#### YOUR GOAL:
The line that contains "The client would like the tree" and all lines following it to the end of the data below: set these down exactly, and nothing besides.

(Beginning of SUPPLIED MATERIAL)

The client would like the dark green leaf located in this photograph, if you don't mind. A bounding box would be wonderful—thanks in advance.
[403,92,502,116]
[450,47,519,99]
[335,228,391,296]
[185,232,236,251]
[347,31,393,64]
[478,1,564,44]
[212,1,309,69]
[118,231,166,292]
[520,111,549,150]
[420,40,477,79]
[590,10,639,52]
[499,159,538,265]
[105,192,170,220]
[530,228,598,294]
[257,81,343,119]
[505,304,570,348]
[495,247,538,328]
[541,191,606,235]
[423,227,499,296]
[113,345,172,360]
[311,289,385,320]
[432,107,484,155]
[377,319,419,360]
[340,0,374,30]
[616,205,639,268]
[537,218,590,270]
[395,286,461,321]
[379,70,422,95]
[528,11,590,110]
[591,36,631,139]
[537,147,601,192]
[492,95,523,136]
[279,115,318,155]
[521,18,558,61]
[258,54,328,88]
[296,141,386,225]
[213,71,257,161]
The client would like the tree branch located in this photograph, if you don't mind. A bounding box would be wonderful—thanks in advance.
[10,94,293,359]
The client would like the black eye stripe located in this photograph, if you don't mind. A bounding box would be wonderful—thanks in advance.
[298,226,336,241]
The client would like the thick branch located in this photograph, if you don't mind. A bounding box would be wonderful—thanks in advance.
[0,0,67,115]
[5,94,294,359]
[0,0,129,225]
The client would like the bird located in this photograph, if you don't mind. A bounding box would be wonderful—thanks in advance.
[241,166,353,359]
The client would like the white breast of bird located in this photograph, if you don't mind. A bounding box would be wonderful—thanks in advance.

(End of SUPPLIED MATERIAL)

#### EXERCISE RESPONSE:
The client would like the tree branch located in this photograph, if you don't mind. A bounding box would be wonderful—thanks in advance.
[10,94,293,359]
The client would like the black eye stripe located in this photograph, if you don't mind. A bounding box would be wonderful—thanks in advance.
[298,226,336,241]
The client would like the thick branch located in this photograph, if you don't mind. A bounding box would be wonderful—thanks in advance.
[0,0,67,115]
[5,94,294,359]
[0,0,129,225]
The client would like the bird located in this photograph, if you don't mind. A bounding box would be wonderful—thanks in advance.
[241,166,353,359]
The client would like the white breast of bird located in this photograph, if you don't mind. A bounding box would be wonderful—thanks in advance.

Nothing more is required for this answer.